━━ PROVIDED DATA

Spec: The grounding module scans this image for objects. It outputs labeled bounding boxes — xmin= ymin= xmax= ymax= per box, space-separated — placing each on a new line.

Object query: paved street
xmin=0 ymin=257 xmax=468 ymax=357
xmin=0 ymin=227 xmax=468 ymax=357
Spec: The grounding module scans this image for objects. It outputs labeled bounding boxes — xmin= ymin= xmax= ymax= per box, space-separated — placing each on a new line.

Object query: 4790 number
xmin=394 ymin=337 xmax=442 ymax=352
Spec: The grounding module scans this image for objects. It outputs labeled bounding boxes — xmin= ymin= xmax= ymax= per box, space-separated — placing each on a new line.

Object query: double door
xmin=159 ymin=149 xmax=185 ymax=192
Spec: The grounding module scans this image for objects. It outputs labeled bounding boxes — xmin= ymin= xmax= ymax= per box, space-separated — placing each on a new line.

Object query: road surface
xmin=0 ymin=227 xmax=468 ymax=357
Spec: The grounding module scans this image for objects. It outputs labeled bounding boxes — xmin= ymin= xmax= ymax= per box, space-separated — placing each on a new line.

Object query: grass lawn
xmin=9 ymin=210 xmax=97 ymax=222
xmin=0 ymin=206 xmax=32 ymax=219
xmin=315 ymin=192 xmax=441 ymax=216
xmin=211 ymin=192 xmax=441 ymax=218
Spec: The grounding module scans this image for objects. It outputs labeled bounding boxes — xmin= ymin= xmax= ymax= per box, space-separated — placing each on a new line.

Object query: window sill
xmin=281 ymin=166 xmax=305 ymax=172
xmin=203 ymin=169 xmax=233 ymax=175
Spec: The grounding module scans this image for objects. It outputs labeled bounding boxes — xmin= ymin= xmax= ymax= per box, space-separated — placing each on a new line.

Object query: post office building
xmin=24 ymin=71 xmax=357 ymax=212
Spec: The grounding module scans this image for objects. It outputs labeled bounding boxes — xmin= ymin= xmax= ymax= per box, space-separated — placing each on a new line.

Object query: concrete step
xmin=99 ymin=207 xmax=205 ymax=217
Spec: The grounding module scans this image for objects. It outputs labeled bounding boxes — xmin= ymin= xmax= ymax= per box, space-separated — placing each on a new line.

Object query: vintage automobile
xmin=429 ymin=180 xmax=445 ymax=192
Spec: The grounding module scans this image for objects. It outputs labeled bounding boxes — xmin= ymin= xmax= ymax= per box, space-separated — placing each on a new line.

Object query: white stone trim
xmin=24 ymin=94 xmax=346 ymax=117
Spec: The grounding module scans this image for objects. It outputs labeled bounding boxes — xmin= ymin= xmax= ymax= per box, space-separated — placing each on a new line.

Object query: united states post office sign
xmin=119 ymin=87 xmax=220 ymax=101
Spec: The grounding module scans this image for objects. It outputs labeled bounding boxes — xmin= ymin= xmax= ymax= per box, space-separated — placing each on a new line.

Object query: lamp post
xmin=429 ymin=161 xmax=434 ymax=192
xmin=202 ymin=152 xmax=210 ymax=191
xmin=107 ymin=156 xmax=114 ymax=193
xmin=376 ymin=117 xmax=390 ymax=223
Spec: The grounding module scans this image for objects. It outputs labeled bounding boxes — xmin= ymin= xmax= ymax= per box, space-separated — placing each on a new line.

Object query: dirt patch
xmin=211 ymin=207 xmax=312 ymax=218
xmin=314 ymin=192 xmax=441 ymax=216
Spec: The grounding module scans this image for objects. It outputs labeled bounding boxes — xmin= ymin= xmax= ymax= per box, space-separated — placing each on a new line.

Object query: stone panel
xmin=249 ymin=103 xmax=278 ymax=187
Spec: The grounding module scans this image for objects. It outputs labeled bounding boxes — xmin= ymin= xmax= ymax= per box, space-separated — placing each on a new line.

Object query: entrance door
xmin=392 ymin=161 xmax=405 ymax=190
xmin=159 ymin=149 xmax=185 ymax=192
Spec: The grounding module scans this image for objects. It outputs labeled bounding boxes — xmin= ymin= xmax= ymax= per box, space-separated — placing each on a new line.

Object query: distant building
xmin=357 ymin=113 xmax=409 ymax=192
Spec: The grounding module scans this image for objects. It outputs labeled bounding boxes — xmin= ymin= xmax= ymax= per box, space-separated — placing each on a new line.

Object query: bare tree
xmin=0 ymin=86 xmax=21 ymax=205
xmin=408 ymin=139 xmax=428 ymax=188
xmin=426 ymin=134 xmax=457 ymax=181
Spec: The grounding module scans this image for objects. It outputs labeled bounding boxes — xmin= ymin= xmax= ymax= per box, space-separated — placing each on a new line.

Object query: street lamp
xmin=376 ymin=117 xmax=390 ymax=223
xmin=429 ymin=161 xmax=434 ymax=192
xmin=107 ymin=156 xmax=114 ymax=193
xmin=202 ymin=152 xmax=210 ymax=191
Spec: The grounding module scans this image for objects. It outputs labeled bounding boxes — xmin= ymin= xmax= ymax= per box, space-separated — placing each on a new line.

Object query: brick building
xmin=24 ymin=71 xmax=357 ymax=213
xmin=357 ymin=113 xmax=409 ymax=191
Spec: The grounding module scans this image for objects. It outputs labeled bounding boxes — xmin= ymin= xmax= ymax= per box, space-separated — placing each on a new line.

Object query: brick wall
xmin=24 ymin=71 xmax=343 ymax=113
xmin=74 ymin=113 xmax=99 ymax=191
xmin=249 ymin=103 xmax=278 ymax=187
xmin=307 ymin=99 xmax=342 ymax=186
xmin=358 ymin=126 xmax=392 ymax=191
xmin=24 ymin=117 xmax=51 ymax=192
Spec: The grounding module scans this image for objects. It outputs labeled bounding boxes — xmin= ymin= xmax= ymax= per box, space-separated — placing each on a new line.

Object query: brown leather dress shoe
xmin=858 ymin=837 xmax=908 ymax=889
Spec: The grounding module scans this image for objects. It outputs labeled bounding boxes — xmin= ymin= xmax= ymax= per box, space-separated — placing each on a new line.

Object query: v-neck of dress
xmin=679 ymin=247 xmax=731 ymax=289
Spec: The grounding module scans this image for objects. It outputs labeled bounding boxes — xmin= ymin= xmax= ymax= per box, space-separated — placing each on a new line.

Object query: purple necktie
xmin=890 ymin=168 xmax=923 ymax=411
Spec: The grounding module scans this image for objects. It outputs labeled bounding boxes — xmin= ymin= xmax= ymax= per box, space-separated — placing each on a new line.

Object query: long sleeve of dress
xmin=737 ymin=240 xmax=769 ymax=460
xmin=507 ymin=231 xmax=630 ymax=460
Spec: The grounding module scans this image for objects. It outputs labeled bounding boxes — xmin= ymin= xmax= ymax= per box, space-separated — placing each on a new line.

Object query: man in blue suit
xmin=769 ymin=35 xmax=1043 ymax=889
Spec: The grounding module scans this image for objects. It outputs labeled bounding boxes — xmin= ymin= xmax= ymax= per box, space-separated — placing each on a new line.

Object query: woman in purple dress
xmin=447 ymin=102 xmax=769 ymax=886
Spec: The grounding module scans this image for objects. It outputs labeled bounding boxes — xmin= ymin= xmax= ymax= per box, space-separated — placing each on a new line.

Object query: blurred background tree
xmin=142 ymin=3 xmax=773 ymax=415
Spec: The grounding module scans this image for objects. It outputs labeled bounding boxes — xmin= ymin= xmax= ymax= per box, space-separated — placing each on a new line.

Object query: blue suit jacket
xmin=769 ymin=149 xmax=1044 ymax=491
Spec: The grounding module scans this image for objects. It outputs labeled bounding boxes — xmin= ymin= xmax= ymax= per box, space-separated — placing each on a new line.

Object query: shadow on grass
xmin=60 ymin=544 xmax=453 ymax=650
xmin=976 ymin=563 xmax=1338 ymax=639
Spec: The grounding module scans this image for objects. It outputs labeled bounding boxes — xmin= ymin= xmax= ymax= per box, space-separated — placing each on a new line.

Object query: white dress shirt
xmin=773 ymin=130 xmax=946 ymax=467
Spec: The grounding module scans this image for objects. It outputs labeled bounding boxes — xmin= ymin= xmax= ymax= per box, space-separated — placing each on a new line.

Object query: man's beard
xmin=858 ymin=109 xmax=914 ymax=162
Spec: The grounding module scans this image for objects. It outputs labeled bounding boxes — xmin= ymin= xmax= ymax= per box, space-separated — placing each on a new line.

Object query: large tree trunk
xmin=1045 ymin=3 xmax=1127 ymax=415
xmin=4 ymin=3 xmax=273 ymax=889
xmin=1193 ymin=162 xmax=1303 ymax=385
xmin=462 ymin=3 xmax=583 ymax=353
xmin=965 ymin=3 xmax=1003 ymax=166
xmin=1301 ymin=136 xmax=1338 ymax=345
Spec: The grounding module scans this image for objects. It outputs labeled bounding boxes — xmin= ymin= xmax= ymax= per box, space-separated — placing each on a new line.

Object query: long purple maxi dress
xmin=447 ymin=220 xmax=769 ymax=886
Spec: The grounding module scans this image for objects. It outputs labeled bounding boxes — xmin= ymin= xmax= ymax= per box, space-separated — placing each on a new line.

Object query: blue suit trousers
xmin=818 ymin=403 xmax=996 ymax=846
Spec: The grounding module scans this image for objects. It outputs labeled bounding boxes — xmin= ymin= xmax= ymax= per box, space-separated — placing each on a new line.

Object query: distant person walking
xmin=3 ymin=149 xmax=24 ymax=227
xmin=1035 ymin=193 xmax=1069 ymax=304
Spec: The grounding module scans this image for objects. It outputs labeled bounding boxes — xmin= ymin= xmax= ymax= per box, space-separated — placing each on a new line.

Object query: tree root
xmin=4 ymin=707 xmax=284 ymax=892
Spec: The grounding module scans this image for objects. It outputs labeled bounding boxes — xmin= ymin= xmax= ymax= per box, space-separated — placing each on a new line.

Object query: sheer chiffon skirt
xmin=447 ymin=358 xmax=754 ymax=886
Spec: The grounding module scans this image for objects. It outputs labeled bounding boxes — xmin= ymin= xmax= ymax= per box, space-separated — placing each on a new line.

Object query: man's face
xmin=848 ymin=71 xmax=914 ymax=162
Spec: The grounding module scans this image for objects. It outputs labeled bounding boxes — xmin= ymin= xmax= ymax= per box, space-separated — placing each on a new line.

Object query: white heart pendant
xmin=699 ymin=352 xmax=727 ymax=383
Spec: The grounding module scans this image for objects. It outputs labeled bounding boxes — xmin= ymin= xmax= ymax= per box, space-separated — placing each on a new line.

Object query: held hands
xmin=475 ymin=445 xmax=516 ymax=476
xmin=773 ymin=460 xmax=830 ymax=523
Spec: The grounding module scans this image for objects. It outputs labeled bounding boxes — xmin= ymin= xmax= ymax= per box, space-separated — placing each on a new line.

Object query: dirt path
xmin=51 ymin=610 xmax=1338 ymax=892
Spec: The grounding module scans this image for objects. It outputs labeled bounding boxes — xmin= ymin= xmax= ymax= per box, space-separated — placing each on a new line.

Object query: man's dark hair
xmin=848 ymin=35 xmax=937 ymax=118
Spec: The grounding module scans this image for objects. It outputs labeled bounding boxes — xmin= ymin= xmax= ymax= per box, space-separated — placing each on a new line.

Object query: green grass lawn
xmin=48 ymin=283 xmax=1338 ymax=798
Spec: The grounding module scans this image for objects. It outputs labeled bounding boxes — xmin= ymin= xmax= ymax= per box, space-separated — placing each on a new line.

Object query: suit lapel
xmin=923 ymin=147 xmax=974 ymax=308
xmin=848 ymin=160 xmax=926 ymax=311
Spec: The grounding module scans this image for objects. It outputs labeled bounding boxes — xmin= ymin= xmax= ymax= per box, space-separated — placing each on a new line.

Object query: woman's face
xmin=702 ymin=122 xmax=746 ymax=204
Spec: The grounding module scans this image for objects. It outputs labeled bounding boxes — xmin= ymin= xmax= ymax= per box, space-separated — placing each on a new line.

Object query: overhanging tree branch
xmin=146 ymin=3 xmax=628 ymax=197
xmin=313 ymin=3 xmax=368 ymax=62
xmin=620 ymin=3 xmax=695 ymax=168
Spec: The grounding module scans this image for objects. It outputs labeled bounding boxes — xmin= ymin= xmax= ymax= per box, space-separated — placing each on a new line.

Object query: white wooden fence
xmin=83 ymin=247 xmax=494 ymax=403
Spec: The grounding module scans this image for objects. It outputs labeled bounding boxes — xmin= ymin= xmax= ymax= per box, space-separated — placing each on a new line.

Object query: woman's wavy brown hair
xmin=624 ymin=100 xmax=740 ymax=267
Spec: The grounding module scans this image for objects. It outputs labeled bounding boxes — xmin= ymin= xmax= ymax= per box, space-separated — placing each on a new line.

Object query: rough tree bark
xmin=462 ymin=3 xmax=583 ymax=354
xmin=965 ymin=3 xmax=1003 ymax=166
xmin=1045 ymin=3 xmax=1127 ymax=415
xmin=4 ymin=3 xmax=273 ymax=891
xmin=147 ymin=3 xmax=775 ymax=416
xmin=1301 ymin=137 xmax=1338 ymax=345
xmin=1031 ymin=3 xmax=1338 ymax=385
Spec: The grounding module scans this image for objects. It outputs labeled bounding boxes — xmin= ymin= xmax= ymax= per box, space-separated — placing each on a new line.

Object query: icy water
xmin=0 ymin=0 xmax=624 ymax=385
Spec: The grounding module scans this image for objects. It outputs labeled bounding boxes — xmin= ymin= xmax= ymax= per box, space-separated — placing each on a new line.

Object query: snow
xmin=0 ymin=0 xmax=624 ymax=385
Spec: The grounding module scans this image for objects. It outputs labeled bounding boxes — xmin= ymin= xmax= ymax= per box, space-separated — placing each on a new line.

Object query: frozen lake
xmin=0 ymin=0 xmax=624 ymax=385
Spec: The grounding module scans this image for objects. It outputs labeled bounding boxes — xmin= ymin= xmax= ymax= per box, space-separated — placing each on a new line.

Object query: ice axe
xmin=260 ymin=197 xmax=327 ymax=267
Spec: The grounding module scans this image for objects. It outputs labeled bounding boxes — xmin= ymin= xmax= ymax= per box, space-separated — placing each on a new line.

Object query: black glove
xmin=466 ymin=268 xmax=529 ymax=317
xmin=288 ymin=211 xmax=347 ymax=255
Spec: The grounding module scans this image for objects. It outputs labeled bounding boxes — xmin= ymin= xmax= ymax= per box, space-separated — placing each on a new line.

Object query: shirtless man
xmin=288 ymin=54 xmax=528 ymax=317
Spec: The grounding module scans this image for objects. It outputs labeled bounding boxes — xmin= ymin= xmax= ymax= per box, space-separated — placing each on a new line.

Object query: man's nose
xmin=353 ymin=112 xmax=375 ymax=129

━━━━

[EXERCISE BRIEF]:
Locate each line above that contains the string "dress", and copy every such line.

[SOLUTION TO THIS PROBLEM]:
Object query: brown leather dress shoe
Object query: v-neck of dress
Object query: long sleeve of dress
Object query: woman in purple dress
Object query: white dress shirt
Object query: long purple maxi dress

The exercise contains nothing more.